→ Description of the task: No pictures should appear in the copy; otherwise retype the entries exactly.

Given information: Begin

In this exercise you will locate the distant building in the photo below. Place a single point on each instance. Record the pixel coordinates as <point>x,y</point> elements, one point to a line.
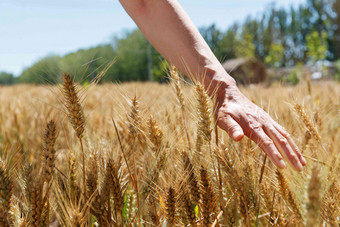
<point>246,70</point>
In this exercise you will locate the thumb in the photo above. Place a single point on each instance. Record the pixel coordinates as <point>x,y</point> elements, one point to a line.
<point>233,129</point>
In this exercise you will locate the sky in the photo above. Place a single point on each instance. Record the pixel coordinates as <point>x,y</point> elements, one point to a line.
<point>33,29</point>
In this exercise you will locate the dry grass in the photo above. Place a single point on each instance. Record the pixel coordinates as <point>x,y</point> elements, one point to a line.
<point>63,162</point>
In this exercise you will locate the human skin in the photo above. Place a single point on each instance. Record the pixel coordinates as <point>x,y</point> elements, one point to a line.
<point>169,29</point>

Given information: End

→ Written solution:
In this exercise you will locate the distant building in the photo below. Place a single point on each instance. Record the pixel coordinates as <point>x,y</point> elements, one point to a line.
<point>246,70</point>
In this exercise you will locate the thumb in the photo above. Place a single point on each instance. Record the pixel coordinates as <point>x,y</point> elements, one point to a line.
<point>233,129</point>
In this exercise you will locate the sky in the photo above. Place a single point on each instance. Record the pixel coordinates as <point>x,y</point> elements, one point to a line.
<point>33,29</point>
In this exercise you will locate the dry grass in the photo above. Place a single point on each instance. Record the pixel coordinates as <point>x,y</point> elements, one point to a line.
<point>63,162</point>
In this exercise you will locate the human skin in the photo above. Place a single point on each instance. Record the pixel coordinates as <point>x,y</point> elements, one point to a line.
<point>169,29</point>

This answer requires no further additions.